Teks ->
- - - - -

Sedikit pengingat, Family Scapegoat Abuse (FSA) terjadi pada sebuah keluarga yang sudah kehilangan fungsinya dan biasanya bersifat toxic bagi anak. Korban tidak bisa terhindar dari intimidasi, penolakan, bahkan penganiayaan. Rebecca C. Mandeville sebagai FSA recovery coach menyampaikan bahwa anak-anak korban FSA akan mengalami perjuangan kesehatan mental dan emotional well being sepanjang hidupnya. Anak-anak ini hidup tanpa pengakuan dan apresiasi sehingga mereka akan kesulitan mempercayai persepsi soal diri mereka saat dewasa nanti.
Dampak FSA tidak bisa dianggap angin lalu. Sebagai manusia dewasa kita perlu cermati berbagai dampak di bawah ini agar tidak terseret arus FSA entah sebagai pelaku atau korbannya.

- - - - -

Isi tugas -> Sebutkan semua hal yang tidak bisa dihindari korban menurut teks tentang Family Scapegoat Abuse. Gunakan hanya teks ini sebagai sumber.

Daftar data ->

- - - - -

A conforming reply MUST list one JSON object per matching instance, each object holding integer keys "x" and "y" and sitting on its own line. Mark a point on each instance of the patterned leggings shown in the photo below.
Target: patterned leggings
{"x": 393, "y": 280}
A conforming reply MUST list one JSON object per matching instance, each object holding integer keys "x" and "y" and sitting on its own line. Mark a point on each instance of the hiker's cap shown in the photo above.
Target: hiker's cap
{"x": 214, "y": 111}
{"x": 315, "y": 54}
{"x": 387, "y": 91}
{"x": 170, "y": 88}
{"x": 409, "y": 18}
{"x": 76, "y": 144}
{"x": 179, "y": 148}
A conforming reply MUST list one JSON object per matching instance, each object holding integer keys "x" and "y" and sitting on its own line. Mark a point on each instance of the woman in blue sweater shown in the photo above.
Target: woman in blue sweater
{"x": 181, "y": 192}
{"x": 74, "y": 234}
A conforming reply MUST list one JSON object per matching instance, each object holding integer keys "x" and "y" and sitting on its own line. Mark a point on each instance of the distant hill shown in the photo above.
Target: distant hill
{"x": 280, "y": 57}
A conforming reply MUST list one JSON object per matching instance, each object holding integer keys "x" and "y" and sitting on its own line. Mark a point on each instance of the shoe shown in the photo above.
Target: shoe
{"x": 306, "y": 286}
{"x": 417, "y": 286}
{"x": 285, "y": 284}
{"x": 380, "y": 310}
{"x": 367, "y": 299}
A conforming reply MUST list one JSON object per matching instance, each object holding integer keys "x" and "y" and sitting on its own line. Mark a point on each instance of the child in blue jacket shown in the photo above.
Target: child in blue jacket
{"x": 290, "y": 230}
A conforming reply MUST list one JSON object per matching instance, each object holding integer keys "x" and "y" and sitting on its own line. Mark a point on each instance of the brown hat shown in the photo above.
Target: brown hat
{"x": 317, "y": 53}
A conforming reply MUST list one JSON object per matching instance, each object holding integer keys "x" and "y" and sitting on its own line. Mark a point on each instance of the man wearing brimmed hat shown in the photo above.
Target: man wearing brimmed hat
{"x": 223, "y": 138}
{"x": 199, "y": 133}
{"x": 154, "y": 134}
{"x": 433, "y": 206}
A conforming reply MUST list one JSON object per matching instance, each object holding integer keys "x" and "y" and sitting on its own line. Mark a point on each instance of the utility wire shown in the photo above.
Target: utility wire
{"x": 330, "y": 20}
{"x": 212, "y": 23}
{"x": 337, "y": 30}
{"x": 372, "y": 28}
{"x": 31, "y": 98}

- - - - -

Jawaban latihan -> Intimidasi, penolakan, dan penganiayaan.